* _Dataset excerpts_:
########################################
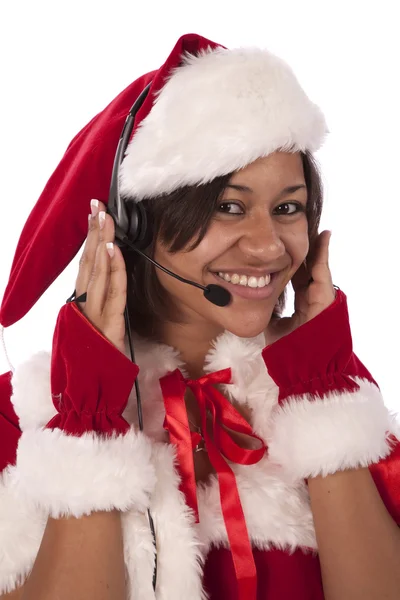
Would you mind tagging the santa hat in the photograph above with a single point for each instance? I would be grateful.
(209, 111)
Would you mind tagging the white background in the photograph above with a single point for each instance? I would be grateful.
(62, 62)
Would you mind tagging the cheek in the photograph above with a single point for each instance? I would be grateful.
(297, 245)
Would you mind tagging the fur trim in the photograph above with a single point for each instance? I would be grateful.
(180, 554)
(154, 360)
(277, 511)
(31, 392)
(21, 531)
(243, 103)
(252, 385)
(312, 437)
(74, 476)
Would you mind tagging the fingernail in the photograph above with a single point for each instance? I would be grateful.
(110, 249)
(94, 205)
(102, 219)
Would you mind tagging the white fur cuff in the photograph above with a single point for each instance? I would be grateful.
(74, 476)
(312, 437)
(21, 531)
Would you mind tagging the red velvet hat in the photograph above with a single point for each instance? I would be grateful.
(210, 111)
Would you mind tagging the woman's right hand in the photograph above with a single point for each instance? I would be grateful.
(102, 275)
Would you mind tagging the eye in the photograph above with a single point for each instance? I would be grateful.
(284, 209)
(230, 208)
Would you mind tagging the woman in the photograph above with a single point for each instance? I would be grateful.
(267, 467)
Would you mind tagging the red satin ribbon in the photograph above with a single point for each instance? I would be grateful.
(220, 446)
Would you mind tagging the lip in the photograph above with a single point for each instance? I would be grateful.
(247, 271)
(247, 292)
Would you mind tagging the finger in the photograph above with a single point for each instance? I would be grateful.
(320, 270)
(116, 296)
(100, 276)
(87, 259)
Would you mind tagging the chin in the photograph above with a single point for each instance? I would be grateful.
(248, 327)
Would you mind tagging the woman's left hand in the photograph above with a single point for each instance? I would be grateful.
(313, 289)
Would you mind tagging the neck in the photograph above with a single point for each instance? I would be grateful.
(192, 341)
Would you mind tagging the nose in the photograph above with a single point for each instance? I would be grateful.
(261, 239)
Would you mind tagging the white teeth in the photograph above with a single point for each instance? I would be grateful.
(253, 282)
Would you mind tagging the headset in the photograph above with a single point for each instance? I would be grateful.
(133, 230)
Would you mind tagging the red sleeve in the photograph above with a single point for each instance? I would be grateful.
(9, 428)
(386, 475)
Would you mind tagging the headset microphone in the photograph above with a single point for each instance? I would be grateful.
(132, 229)
(215, 294)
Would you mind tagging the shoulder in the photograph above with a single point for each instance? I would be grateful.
(386, 474)
(25, 401)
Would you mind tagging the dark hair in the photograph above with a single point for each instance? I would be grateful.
(180, 219)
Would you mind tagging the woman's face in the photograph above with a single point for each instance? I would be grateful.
(260, 227)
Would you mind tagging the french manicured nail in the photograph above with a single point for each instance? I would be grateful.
(110, 249)
(94, 205)
(102, 219)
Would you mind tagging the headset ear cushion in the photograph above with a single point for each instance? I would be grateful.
(140, 232)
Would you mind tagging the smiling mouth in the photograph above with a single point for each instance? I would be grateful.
(249, 281)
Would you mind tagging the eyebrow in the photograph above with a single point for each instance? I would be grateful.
(288, 190)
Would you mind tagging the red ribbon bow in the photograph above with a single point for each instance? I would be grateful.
(220, 446)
########################################
Beginning at the line that holds "Would you mind tagging the eyebrow", reproduce the lines exactly up to and including the final line of the entries.

Would you mind tagging the eyebrow in the photograph above with a single point for each instance? I would be grateful.
(288, 190)
Would you mind tagging the red ribbon bow in the photograph above with a single point for each instance? I would be grateful.
(220, 446)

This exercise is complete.